▶ **Exercise prompt**: Pick up the email exchange about cheap solar and wind power and storing energy as hydrogen at the point where it ends, and keep it going.

▶ **Text segment**:
The good news is that lots of energy can solve lots of problems.  As more
and more solar and wind comes on line, excess energy will be available
CHEAP at some times of the day/week/season, etc.  And when energy is cheap
or free, then even inefficient processes can take advantage of it and do
useful things.

Such as desalinazition and energy storage!

But we start with a focus now on building that Solar/Wind supply!

Bob, WB4APR

-----Original Message-----
From: EV <[email protected]> On Behalf Of Lee Hart via EV
Sent: Friday, June 28, 2019 12:24 PM
To: Electric Vehicle Discussion List <[email protected]>
Cc: Lee Hart <[email protected]>
Subject: Re: [EVDL] Excellent article

Michael Ross via EV wrote:
> Electrolysis has thermodynamic limits to efficiency, but making H2 and
> O2 are a good way to store, large scale, renewable energy for which no
> other means are as environmentally sound.

Recorded data:

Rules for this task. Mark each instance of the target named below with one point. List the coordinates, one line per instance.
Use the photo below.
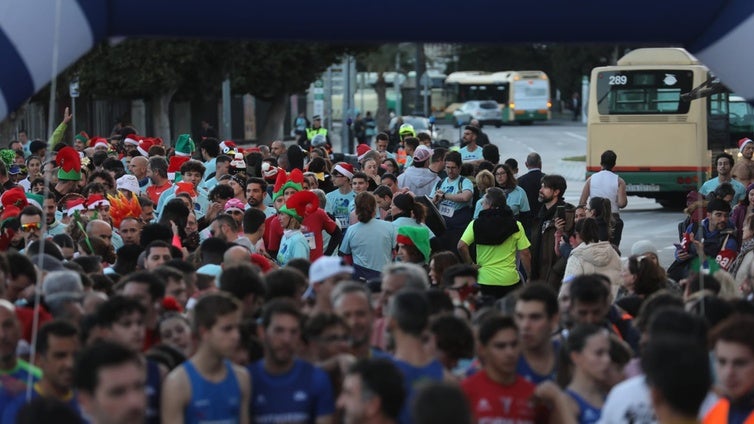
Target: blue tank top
(588, 414)
(413, 377)
(216, 403)
(153, 393)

▶ **Reply**:
I happened to see a news article in the June 2019 issue of Machine Design
magazine. Researchers at Standord University built a new kind of
battery/fuel cell.

It charges during the day with solar power. It is discharged at night,
when the power is needed. The charging process uses electrolysis to break
water into H2 and O2; this is recombined in a separate cell to generate
electricity.

Since it's using electrolysis, it's not very efficient. But there's a
twist: The charging is done with seawater as the electrolyte! When the
resulting H2 and O2 are recombined, you get electricity, and fresh water
as a byproduct.

The team thinks it can be used for desalination plants onboard ship, or in
arid seacoast regions. It could be less expensive, and have less
environmental impact that present solutions.

I was struck by their cell technology. It is basically an Edison
nickel-iron cell! They naturally tend to gas a lot, and use potassium
hydroxide as the electrolyte. Instead of minimizing the gassing, the
researchers are maximizing it. The salt in seawater provides chlorine
instead of potassium, which still works.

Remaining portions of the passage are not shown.